TASK BRIEF> Count how many lines in the following data hold the word "clock". Your answer is the number and nothing else.

RECORDS SHOWN>
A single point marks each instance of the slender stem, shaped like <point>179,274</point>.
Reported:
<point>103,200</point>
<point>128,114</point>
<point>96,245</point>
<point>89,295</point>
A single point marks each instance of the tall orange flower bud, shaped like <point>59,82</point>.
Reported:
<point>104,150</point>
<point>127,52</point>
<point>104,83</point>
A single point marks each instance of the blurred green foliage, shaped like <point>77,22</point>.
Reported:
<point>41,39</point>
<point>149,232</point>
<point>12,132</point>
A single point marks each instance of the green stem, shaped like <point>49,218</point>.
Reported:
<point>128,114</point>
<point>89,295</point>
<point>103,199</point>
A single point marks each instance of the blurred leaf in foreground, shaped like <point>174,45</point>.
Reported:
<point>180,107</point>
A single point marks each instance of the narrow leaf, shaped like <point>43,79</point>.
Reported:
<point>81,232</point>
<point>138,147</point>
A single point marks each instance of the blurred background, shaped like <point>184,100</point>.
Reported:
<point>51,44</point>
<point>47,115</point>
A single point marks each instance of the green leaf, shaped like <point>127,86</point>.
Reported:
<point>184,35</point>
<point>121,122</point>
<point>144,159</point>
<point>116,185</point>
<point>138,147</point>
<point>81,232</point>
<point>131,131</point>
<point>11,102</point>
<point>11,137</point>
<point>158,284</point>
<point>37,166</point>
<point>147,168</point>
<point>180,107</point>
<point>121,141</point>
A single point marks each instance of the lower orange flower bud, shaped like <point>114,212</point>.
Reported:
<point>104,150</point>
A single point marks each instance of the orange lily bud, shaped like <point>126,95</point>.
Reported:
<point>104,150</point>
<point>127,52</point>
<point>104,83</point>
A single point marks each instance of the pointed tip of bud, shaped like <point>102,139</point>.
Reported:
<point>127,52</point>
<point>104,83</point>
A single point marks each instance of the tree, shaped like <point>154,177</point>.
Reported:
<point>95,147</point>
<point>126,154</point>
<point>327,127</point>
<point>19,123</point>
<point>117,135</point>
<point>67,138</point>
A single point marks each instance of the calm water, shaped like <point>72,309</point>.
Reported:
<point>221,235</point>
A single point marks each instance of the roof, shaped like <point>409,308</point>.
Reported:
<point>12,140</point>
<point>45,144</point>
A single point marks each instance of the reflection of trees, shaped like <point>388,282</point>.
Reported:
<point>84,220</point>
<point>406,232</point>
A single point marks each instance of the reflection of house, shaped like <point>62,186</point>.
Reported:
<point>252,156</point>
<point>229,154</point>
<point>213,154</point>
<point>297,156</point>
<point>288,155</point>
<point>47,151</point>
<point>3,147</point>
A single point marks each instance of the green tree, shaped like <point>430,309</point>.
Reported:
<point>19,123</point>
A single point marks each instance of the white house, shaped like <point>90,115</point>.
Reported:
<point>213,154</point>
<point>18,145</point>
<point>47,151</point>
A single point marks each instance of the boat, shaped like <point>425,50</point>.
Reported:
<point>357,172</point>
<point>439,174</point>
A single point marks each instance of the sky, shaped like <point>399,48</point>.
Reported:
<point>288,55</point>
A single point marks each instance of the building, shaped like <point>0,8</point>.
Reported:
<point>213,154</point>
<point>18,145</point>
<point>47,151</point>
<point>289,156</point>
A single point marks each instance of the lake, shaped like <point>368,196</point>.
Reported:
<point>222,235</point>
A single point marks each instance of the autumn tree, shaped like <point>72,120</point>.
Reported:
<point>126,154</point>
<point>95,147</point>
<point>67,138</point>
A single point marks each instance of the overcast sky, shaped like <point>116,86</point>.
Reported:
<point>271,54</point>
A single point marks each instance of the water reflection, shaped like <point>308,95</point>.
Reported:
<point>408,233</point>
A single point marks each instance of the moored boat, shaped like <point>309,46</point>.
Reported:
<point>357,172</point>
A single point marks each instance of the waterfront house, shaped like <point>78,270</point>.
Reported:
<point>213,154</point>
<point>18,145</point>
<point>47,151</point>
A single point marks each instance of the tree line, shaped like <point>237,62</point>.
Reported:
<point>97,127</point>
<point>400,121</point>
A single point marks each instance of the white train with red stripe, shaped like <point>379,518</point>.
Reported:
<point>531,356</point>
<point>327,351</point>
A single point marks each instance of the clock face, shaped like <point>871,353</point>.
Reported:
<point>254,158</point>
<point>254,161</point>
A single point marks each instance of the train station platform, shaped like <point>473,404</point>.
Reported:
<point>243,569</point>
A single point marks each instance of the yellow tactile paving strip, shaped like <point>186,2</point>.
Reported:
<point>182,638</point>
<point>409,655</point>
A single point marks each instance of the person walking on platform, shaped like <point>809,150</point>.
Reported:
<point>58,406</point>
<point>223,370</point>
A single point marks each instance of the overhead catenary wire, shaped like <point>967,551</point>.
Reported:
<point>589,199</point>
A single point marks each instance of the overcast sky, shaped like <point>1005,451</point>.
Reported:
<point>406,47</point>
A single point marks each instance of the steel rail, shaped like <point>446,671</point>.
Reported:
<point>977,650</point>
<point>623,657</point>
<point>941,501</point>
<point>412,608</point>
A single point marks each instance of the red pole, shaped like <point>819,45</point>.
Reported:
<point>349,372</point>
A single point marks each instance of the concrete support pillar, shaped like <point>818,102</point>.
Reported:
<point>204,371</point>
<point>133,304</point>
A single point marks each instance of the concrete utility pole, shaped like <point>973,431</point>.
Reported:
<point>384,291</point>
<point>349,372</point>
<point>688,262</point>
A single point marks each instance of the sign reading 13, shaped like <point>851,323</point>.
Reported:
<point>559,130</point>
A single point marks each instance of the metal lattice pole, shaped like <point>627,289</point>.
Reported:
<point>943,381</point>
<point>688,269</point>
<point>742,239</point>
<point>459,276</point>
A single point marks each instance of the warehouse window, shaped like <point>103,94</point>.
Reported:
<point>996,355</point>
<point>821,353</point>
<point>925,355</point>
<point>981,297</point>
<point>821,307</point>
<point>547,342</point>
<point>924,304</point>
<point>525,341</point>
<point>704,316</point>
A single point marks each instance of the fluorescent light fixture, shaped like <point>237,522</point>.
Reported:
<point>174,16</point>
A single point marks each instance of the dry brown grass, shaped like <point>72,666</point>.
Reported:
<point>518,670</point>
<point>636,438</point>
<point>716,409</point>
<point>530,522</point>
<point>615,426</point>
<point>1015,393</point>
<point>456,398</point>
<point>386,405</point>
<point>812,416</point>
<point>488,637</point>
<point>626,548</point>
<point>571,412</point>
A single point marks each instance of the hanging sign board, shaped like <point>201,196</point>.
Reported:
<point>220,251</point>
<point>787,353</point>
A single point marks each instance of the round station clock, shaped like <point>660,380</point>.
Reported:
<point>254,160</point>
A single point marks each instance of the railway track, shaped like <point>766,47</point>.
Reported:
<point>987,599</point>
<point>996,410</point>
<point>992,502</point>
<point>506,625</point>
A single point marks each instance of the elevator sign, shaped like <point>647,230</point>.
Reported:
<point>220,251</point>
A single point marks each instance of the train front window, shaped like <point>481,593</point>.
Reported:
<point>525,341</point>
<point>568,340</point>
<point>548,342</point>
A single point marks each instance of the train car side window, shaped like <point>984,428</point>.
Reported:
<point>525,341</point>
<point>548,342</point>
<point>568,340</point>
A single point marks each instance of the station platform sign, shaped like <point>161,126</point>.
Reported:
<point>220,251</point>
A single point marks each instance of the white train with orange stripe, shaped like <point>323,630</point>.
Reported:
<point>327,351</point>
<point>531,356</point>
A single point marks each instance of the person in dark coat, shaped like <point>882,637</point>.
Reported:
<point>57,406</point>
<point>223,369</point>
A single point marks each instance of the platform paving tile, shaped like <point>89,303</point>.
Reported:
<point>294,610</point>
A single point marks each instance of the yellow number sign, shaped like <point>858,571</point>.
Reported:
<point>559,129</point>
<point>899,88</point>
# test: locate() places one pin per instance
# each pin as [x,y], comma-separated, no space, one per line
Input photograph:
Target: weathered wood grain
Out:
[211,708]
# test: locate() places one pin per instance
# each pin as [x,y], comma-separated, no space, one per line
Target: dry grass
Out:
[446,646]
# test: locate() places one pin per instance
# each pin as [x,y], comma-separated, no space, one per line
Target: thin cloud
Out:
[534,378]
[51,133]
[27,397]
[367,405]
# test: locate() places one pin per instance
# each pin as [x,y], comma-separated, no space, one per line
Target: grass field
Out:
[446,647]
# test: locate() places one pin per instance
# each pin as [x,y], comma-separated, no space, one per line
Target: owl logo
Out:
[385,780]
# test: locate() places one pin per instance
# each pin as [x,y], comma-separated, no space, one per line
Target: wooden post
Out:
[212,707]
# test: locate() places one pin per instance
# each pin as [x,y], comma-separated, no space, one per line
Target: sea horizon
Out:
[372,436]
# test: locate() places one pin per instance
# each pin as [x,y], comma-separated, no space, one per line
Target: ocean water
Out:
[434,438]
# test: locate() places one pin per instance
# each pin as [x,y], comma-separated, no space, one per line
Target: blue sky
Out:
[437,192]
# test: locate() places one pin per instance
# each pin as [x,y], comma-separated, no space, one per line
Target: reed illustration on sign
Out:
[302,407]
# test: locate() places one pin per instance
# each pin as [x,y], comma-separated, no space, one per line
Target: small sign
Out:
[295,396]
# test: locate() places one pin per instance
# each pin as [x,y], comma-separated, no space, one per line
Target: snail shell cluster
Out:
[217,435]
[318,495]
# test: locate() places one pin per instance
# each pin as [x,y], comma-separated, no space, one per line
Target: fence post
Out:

TASK RESULT> 2